─── Input for this task ───

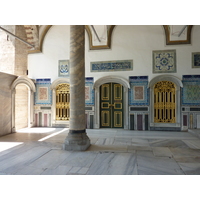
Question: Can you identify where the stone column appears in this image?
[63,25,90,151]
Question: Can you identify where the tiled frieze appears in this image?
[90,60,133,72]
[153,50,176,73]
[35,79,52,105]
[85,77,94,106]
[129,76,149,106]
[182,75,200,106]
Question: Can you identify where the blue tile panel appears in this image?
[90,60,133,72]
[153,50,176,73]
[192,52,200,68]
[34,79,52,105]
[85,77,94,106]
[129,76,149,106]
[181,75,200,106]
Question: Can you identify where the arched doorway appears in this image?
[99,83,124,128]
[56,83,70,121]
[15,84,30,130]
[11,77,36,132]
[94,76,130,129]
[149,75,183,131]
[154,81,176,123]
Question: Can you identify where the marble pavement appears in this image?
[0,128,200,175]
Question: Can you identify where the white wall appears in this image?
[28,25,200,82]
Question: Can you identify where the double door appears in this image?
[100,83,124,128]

───
─── Input for this task ───

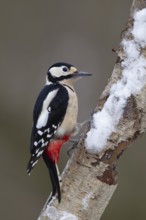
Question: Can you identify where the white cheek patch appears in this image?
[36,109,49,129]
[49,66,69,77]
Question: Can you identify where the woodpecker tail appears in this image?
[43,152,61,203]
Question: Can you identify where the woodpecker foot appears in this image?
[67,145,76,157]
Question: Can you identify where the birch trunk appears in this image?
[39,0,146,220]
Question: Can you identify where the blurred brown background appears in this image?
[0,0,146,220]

───

## Stated goal:
In the data, replace "tiled frieze" with "ornamental frieze" and rewrite the lines from the one containing "Question: Can you identify where the tiled" through the one containing "[181,75,200,106]", inclusive, with nothing else changed.

## Answer below:
Question: Can you identify where the ornamental frieze appears in this image?
[90,60,133,72]
[153,50,176,73]
[35,79,52,105]
[85,77,94,106]
[129,76,149,106]
[182,75,200,106]
Question: Can you identify where the blue tile panel appears in this image?
[90,60,133,72]
[153,50,176,73]
[192,52,200,68]
[34,79,52,105]
[85,77,94,106]
[129,76,149,106]
[181,75,200,106]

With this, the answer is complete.